TASK TO COMPLETE
List each line of the records below that contains the word "wispy", copying every such line in full.
** Start of DATA EXCERPTS **
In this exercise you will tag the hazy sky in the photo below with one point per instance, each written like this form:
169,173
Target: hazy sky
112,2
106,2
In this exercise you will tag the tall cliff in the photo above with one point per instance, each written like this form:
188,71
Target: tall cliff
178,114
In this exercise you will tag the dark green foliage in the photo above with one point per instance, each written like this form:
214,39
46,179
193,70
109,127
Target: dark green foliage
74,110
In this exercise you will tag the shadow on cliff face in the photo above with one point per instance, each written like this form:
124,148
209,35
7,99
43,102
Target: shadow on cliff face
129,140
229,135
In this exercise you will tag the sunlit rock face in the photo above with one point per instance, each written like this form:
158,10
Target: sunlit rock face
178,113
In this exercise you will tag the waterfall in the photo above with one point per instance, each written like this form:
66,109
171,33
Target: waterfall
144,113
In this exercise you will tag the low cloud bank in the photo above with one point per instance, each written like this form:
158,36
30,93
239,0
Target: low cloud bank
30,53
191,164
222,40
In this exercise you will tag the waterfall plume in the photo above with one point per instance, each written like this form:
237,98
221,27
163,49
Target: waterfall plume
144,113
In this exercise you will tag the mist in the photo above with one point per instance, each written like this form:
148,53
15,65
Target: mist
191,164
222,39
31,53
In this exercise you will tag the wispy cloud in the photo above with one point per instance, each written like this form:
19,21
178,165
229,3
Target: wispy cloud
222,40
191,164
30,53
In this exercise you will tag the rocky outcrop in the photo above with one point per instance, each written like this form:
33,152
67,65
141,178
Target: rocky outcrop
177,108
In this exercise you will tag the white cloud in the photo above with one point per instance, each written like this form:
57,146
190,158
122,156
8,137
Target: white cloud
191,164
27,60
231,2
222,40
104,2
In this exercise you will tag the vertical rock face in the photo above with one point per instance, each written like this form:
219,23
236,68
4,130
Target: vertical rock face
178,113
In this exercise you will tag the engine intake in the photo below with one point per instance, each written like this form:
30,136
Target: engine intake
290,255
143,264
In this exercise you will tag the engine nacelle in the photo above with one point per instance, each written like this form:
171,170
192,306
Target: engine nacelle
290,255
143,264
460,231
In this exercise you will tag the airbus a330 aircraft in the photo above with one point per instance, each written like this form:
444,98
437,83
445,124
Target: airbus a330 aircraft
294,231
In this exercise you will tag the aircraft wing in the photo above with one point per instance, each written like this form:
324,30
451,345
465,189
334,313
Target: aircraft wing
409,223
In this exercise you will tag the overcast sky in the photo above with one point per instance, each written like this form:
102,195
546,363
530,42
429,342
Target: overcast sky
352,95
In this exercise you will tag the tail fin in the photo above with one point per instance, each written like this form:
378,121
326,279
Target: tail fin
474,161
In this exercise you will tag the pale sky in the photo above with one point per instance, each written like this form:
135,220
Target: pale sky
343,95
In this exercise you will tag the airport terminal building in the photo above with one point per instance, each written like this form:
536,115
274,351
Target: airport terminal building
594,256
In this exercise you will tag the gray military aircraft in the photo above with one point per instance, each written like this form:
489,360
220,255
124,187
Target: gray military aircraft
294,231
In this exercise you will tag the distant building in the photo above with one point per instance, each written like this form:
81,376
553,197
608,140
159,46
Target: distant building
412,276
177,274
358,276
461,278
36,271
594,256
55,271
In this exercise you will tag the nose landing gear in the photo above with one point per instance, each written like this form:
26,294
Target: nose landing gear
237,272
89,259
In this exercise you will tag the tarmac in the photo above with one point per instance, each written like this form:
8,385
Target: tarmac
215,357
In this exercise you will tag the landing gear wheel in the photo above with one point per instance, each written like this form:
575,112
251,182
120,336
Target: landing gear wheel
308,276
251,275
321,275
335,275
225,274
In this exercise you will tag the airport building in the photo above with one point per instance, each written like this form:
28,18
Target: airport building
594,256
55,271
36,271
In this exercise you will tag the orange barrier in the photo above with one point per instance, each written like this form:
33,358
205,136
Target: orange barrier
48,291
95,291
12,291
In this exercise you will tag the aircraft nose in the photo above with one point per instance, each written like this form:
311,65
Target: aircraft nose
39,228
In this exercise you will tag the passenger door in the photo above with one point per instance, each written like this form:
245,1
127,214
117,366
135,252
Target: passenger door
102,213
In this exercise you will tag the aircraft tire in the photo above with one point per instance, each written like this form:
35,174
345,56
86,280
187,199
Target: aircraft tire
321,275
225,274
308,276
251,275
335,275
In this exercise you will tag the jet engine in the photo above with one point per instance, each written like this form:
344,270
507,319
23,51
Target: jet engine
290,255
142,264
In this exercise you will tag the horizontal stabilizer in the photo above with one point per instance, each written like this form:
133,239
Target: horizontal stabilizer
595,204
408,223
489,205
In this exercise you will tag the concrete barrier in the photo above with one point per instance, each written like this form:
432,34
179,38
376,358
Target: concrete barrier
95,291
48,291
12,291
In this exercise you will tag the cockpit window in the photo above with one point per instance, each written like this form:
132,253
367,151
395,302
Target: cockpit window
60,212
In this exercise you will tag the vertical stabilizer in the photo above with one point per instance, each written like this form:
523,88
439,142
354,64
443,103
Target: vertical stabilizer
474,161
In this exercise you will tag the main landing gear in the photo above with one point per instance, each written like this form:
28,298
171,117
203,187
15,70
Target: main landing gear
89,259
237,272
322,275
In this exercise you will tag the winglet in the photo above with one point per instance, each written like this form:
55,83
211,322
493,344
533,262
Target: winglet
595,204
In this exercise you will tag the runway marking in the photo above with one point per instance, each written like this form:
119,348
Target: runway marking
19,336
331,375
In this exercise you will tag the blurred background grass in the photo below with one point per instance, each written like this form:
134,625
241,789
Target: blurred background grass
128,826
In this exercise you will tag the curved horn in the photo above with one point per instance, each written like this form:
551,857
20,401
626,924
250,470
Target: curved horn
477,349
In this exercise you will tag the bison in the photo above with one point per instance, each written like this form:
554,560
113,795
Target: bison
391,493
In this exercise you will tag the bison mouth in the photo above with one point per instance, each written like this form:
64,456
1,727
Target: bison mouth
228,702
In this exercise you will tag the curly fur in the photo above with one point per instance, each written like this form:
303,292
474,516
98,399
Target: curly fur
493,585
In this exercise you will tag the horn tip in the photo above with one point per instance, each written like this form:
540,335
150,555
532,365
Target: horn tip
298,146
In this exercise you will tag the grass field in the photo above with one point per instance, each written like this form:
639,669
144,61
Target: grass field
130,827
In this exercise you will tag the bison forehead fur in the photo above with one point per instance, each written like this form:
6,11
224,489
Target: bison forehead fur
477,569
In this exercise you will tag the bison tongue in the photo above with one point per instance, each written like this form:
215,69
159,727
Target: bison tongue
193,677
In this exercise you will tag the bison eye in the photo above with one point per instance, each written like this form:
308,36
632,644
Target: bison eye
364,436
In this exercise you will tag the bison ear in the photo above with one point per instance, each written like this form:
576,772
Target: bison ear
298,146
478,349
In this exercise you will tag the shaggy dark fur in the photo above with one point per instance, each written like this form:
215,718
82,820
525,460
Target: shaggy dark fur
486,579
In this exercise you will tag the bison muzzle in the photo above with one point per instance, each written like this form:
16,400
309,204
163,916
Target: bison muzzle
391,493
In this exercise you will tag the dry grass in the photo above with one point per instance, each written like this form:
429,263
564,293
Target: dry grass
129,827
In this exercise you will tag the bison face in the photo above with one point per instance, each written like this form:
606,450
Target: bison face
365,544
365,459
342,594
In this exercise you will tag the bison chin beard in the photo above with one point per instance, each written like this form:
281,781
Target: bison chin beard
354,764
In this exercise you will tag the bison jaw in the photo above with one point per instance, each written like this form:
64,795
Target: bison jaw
** End of DATA EXCERPTS **
** Start of DATA EXCERPTS **
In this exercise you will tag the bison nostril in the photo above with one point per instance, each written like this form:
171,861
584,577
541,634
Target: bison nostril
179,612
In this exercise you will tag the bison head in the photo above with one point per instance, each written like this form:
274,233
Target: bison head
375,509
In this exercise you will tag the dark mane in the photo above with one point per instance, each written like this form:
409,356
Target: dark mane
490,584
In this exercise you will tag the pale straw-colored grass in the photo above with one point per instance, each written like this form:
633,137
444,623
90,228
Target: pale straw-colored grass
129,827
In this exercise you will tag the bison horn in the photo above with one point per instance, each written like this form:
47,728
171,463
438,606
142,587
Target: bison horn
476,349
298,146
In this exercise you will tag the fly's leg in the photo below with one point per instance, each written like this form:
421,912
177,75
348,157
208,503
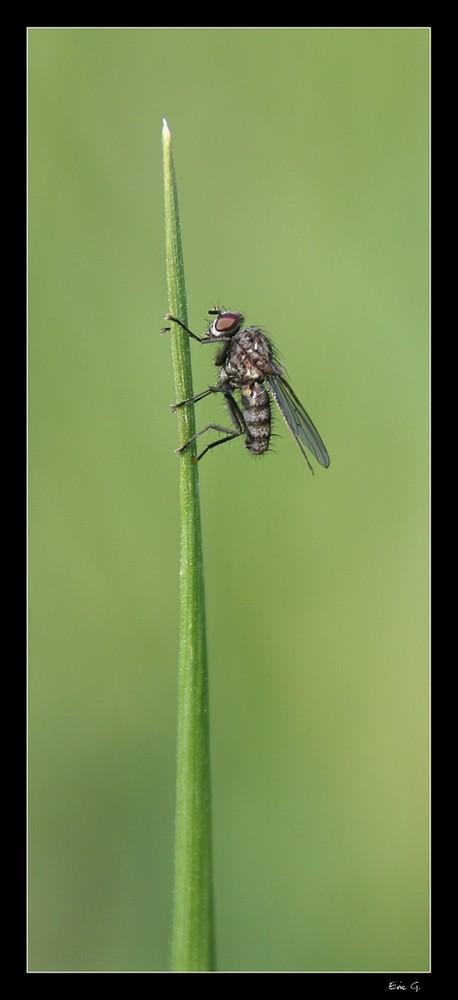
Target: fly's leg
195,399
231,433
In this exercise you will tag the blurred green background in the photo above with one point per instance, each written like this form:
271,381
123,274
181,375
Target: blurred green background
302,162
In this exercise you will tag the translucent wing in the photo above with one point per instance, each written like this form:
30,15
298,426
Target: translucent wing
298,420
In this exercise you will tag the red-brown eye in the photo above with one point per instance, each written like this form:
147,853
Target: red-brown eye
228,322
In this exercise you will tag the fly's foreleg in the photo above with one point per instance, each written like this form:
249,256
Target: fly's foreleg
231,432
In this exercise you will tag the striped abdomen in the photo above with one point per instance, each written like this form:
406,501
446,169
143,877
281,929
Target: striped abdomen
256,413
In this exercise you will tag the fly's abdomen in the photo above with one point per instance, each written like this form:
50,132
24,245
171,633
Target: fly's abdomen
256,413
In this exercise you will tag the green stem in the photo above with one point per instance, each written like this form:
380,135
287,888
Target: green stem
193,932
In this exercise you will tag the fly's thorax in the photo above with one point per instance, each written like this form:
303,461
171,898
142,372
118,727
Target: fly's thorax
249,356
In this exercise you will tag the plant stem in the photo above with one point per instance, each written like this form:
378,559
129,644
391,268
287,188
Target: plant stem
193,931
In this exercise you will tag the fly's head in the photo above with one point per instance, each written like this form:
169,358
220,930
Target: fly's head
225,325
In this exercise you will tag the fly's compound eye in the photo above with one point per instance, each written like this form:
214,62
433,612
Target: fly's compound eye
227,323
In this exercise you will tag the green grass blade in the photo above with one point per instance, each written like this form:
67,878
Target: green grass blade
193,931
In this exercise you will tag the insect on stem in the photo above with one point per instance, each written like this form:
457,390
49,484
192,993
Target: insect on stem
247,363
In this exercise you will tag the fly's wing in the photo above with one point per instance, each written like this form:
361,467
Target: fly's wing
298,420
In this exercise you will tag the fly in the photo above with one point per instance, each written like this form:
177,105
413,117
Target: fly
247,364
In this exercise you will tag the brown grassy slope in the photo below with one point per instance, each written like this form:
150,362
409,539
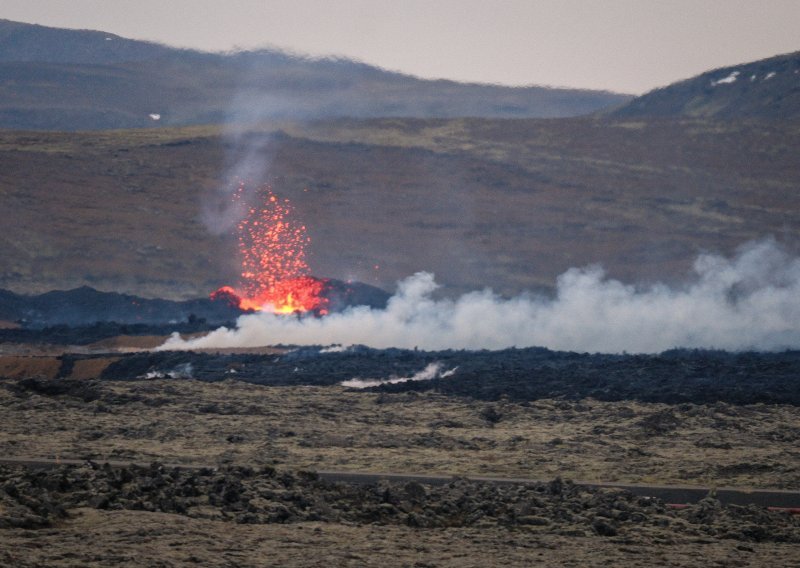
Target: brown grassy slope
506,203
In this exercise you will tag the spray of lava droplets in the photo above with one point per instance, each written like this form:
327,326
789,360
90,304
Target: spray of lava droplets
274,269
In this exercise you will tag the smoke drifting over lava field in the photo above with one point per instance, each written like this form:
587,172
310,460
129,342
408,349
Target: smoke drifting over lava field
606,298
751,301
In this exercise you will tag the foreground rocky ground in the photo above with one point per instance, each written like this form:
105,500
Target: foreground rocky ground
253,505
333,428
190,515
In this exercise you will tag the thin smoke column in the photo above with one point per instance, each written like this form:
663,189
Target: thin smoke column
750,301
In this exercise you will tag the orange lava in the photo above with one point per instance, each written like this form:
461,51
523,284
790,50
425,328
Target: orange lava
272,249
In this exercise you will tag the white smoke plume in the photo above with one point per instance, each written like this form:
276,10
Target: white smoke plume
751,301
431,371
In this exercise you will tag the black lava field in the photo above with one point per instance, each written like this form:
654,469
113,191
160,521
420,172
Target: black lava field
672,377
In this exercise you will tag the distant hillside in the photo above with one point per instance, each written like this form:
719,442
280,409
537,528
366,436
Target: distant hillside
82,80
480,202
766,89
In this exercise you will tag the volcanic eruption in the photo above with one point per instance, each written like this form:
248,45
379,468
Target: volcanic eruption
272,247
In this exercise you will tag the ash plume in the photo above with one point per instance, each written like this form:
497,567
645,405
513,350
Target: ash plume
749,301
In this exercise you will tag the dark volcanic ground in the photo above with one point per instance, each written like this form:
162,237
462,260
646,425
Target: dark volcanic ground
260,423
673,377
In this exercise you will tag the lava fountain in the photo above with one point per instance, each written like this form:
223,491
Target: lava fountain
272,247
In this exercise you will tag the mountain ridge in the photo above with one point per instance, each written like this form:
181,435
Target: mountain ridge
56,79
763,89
** End of DATA EXCERPTS **
RESULT OF THIS EXERCISE
In this exercise you will tag the wispy cloud in the photo above with one point per instance, each written like this form:
Target: wispy cloud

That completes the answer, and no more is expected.